— Written instruction —
From the listing below, print the lines between the one holding "the green tree" and the one holding "[[181, 51]]", inclusive, and nothing else.
>> Begin Provided records
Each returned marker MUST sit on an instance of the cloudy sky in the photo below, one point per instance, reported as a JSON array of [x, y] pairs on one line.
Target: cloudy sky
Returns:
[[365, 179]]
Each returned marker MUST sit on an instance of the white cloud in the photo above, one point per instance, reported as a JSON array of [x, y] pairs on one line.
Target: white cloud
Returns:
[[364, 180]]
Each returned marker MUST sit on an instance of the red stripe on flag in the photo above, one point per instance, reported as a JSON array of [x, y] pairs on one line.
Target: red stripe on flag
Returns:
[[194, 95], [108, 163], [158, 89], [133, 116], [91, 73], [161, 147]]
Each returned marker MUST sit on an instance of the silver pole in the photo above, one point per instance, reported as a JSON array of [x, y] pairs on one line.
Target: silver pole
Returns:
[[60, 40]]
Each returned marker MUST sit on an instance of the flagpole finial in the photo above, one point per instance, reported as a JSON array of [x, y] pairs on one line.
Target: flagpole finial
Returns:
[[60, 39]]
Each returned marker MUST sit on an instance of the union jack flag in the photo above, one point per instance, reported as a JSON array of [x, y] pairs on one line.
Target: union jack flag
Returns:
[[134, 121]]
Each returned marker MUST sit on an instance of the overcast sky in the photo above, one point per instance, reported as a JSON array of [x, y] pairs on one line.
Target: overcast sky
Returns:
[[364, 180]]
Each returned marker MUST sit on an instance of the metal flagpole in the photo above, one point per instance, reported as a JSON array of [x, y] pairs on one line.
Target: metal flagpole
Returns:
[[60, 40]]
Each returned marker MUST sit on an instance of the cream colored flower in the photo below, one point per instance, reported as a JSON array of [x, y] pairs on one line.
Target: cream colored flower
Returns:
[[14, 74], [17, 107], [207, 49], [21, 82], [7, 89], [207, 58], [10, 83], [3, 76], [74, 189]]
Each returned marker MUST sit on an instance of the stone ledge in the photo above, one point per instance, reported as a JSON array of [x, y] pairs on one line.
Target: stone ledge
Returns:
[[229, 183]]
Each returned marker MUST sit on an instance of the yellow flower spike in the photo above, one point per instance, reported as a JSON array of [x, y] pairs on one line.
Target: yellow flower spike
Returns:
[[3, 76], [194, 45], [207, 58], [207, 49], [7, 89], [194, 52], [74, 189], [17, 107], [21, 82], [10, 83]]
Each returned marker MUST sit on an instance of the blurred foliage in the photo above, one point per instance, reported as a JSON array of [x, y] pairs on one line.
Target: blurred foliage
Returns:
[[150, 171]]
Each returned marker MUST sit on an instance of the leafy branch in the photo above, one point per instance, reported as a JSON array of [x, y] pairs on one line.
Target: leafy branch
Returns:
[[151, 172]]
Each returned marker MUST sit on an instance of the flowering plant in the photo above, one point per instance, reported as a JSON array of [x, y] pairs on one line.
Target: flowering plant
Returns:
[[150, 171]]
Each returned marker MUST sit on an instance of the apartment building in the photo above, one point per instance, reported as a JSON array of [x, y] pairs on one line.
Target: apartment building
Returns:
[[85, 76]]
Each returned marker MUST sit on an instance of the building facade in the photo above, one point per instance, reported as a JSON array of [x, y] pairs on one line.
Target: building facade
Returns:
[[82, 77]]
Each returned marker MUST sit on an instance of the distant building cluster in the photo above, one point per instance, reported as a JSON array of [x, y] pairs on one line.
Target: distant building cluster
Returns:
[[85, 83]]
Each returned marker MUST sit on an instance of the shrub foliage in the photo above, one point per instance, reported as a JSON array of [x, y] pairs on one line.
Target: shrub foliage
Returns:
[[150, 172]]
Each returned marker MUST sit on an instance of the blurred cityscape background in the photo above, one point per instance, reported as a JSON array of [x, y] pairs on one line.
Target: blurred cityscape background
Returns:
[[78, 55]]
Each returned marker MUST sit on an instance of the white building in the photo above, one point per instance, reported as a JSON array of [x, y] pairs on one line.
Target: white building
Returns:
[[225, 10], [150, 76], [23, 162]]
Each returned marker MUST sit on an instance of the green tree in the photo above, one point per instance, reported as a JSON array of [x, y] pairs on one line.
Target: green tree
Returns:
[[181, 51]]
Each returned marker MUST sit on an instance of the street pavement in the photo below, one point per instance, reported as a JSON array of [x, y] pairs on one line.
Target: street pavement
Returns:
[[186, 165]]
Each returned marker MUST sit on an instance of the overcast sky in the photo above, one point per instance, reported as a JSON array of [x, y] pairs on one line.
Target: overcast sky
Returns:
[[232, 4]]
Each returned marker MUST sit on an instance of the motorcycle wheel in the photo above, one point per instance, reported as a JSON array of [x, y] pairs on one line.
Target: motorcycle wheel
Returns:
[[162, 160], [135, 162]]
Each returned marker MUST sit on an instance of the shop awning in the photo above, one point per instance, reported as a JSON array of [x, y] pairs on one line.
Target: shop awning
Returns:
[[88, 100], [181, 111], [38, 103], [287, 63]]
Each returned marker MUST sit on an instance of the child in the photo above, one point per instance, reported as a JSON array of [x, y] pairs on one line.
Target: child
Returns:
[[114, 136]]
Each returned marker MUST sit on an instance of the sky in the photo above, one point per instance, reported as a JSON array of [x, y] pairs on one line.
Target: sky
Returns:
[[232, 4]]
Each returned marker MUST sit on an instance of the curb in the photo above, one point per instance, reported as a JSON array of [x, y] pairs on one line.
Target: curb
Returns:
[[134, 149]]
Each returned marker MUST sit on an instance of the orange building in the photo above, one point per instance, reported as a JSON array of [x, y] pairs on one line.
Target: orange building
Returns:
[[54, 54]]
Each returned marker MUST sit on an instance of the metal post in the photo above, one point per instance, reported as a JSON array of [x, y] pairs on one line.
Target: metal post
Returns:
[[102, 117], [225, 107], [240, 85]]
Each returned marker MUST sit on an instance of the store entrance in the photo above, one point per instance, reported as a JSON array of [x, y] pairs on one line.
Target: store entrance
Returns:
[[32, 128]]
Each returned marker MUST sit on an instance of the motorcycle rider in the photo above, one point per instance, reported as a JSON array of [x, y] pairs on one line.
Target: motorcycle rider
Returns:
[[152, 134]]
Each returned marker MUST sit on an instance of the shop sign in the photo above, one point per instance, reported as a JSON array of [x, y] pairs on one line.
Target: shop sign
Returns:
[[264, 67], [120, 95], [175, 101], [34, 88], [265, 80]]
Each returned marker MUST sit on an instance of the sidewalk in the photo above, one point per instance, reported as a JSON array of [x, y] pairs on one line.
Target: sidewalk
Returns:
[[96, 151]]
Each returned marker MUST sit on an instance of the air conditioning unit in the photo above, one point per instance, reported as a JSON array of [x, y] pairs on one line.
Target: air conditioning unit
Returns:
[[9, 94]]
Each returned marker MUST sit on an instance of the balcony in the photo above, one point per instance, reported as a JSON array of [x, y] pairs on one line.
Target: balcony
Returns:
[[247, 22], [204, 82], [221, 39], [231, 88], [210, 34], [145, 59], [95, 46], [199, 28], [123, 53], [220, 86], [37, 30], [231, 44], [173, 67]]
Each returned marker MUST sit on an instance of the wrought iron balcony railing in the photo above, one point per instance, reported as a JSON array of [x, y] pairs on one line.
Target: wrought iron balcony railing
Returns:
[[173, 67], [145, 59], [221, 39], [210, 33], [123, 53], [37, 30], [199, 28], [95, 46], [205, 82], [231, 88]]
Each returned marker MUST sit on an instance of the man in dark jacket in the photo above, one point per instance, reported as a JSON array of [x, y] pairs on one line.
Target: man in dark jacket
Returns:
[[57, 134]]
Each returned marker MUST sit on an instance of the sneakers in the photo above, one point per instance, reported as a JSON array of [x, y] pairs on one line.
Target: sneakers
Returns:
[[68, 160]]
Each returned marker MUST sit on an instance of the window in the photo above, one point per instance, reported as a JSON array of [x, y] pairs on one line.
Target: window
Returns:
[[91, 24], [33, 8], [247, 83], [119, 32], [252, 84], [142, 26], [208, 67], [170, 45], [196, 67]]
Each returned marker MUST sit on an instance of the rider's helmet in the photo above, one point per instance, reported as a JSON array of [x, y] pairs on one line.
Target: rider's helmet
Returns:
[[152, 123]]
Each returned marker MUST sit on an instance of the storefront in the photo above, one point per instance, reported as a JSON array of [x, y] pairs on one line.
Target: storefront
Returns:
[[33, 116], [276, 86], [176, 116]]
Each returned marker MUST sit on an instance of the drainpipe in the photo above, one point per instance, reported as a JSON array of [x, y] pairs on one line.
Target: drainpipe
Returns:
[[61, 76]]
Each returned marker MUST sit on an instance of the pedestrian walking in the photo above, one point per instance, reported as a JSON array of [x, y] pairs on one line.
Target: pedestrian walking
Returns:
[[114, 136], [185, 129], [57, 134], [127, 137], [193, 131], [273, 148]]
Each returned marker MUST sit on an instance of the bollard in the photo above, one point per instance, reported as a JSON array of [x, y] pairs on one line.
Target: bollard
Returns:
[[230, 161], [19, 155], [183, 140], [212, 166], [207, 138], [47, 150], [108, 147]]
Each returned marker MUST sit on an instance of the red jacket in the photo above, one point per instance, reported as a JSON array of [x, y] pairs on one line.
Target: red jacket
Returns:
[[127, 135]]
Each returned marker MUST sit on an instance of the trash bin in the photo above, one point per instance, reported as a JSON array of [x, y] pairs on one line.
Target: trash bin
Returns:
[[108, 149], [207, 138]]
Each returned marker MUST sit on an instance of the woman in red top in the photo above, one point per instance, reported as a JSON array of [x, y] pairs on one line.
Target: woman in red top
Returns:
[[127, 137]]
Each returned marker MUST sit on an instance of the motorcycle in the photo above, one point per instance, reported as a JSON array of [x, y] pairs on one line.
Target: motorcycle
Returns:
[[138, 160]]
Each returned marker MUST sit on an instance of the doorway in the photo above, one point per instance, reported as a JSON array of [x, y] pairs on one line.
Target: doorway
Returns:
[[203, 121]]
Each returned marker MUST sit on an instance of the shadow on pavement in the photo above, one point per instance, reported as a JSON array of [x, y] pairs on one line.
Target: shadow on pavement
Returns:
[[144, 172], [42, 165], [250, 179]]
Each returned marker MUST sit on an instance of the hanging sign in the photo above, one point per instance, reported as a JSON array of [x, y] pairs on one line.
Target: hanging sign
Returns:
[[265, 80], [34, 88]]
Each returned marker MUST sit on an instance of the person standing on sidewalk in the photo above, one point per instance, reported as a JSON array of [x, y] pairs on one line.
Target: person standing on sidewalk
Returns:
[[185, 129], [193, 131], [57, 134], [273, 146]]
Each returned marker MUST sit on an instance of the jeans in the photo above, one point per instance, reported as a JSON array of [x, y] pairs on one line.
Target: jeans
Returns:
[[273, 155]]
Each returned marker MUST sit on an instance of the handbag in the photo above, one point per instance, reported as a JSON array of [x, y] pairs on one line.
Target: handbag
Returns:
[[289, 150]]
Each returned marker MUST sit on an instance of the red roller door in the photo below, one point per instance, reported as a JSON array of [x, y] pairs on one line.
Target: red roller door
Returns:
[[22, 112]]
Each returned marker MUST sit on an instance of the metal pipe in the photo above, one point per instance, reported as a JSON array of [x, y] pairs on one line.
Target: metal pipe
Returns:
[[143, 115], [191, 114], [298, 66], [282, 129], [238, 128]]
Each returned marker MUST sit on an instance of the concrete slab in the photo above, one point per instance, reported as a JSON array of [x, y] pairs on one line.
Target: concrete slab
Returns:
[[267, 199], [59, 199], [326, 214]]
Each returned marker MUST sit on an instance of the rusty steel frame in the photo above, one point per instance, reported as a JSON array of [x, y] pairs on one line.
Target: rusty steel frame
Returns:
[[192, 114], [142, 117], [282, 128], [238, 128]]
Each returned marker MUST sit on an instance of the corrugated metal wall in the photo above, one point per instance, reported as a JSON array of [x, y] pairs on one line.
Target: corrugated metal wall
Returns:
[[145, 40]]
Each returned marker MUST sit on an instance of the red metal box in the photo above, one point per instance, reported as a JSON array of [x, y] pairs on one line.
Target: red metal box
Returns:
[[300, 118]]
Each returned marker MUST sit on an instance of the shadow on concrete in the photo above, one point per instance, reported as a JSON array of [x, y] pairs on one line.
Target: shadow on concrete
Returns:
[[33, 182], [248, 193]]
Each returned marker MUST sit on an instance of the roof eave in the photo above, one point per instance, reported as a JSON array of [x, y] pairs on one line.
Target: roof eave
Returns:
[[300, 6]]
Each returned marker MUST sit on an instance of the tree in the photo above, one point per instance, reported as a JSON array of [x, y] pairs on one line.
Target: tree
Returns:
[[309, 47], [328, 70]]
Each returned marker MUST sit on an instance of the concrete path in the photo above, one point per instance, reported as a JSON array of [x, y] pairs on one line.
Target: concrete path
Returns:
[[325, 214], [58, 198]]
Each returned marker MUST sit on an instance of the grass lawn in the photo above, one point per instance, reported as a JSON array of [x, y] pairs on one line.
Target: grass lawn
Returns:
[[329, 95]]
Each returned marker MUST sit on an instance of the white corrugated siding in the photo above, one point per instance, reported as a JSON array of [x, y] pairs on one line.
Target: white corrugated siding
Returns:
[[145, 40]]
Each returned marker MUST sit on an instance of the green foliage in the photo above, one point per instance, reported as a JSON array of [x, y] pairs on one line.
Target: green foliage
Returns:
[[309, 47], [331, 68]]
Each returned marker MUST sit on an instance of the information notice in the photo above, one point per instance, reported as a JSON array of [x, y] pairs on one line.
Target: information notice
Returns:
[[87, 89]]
>> End Provided records
— Output of the task —
Each returned marker MUST sit on an instance of the green tree in the photo above, one point per instance, reported as a JSON array of [x, y] pairs on one line.
Target: green tree
Returns:
[[181, 51]]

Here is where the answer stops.